__Job__:
Display each line of the data below that contains the word "patch".

__Task inputs__:

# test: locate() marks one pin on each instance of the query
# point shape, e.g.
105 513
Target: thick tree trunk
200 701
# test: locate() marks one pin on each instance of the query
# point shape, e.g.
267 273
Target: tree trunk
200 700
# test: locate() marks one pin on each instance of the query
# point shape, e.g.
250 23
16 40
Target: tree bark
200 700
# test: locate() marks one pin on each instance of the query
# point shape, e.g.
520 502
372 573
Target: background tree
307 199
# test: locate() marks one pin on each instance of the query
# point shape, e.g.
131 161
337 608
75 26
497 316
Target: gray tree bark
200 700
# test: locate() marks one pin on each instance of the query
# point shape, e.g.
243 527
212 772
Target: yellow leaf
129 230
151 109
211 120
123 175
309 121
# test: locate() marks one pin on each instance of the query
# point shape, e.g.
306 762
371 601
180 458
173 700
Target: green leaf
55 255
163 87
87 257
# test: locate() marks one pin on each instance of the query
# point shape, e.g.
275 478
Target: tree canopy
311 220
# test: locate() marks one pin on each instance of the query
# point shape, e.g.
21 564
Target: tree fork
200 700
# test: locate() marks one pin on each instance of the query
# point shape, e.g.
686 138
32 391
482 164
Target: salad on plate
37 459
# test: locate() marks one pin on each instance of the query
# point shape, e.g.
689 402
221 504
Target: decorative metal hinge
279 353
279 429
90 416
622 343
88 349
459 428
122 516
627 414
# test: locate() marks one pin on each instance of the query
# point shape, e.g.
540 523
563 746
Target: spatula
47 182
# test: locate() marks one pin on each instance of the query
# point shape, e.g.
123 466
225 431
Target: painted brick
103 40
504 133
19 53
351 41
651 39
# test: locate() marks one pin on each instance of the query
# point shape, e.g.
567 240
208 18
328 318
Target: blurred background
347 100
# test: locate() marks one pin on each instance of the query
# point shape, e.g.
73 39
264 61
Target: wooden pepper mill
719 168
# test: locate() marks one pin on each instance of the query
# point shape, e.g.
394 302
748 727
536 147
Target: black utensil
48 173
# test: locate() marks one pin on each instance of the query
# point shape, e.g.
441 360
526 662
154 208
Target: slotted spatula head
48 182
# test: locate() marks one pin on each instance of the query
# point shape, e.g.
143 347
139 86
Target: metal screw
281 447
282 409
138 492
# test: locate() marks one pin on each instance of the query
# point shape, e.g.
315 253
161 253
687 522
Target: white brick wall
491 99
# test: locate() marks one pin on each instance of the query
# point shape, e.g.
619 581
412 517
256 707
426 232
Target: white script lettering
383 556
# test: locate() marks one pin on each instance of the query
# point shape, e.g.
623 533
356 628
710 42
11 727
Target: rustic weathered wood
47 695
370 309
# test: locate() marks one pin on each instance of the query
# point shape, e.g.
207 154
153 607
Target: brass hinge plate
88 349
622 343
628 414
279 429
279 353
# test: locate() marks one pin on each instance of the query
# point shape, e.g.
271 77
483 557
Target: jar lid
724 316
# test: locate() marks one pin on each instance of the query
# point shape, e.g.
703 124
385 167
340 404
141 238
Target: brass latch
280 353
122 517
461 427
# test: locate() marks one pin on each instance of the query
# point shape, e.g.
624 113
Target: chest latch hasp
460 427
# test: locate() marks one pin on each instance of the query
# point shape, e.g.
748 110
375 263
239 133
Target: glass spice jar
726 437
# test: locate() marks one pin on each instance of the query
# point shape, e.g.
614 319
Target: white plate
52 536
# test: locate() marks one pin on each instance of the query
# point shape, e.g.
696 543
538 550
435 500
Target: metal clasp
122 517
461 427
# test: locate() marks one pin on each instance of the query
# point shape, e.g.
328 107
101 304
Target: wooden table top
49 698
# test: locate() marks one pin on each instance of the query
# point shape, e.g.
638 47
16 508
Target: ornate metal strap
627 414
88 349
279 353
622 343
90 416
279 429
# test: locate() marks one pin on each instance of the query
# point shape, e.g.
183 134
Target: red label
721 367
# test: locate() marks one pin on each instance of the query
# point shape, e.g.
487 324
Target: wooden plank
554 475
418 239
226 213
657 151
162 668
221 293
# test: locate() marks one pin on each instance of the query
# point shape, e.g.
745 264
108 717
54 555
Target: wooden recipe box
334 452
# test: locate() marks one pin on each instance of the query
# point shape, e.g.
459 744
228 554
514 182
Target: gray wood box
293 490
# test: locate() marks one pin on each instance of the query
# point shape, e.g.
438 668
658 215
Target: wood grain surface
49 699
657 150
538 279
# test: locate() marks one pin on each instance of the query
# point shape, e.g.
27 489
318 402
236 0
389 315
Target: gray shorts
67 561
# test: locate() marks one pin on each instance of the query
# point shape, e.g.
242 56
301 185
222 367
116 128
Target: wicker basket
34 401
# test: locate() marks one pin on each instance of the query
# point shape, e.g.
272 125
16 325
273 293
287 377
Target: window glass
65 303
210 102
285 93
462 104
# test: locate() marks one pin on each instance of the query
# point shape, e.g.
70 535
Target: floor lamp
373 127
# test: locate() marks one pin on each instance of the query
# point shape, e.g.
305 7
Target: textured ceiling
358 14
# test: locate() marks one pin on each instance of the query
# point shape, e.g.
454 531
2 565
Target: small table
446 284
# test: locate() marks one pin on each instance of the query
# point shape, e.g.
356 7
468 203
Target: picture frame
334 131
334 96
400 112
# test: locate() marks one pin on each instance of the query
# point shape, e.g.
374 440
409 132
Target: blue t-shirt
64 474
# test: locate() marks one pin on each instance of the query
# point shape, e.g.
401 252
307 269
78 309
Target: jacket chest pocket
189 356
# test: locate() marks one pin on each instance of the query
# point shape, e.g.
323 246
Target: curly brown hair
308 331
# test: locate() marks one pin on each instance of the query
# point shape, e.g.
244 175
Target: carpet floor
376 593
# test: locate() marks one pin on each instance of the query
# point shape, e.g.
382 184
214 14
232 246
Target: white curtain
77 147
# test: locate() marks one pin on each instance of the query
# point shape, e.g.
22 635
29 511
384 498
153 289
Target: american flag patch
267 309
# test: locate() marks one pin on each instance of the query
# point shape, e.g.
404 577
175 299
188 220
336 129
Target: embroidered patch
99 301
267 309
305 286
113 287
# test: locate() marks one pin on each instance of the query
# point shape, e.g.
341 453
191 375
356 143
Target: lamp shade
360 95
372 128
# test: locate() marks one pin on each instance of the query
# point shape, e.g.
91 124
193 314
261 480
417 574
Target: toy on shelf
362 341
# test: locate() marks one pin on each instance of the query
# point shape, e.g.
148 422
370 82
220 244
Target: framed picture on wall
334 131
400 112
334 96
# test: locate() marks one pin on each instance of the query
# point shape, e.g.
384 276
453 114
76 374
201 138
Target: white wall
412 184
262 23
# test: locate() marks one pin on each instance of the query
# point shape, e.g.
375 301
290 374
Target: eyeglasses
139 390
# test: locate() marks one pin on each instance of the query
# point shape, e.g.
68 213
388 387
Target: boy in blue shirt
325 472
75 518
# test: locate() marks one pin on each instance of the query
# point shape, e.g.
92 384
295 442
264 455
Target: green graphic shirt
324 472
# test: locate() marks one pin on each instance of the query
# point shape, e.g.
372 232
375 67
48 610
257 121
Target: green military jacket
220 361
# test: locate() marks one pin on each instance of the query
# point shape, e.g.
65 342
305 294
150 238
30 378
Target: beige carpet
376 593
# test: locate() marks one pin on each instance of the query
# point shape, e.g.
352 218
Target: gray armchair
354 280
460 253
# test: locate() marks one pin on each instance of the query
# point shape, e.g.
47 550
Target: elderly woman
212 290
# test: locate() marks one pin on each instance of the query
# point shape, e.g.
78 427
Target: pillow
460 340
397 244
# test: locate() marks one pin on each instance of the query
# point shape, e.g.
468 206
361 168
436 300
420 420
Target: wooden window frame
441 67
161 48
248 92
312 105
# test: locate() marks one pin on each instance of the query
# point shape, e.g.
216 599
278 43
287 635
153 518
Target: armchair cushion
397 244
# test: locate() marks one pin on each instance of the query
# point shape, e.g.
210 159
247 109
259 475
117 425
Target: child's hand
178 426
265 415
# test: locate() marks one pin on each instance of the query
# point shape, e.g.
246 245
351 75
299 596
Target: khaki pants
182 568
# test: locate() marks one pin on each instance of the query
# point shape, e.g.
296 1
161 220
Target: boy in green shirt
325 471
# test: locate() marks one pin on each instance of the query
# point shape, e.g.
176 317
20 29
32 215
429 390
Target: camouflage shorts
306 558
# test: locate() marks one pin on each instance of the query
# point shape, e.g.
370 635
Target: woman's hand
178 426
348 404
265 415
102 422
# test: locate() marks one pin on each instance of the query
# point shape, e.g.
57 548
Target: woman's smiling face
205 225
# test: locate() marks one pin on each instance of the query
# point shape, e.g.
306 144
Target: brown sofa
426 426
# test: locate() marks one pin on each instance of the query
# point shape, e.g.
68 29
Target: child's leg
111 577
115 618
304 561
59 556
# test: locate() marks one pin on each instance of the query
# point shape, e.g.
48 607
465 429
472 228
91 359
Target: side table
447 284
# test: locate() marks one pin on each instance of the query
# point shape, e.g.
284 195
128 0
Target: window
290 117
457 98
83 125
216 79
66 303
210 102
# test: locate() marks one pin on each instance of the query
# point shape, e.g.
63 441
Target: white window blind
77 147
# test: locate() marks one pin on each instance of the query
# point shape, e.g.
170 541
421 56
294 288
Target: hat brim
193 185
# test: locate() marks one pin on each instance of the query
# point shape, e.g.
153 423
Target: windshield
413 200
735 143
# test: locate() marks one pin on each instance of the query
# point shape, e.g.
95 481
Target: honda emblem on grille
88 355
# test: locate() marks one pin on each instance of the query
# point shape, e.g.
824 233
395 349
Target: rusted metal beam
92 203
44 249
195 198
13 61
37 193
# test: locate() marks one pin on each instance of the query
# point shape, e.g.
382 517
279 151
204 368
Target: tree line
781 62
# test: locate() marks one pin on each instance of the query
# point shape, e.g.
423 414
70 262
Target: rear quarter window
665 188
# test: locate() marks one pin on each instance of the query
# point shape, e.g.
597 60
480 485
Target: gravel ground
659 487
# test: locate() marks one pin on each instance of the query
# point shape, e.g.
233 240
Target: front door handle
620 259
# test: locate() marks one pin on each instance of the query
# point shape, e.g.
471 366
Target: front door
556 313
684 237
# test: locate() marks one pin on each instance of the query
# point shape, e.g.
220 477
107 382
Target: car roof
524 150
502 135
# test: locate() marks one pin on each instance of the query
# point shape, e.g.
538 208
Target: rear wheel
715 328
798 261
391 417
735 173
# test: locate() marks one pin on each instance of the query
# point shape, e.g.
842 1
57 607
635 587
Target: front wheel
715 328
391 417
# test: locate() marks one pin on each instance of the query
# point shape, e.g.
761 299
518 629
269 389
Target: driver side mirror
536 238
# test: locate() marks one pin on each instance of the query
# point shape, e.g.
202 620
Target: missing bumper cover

__Answer to the task__:
Target: american flag patch
Target: embroidered patch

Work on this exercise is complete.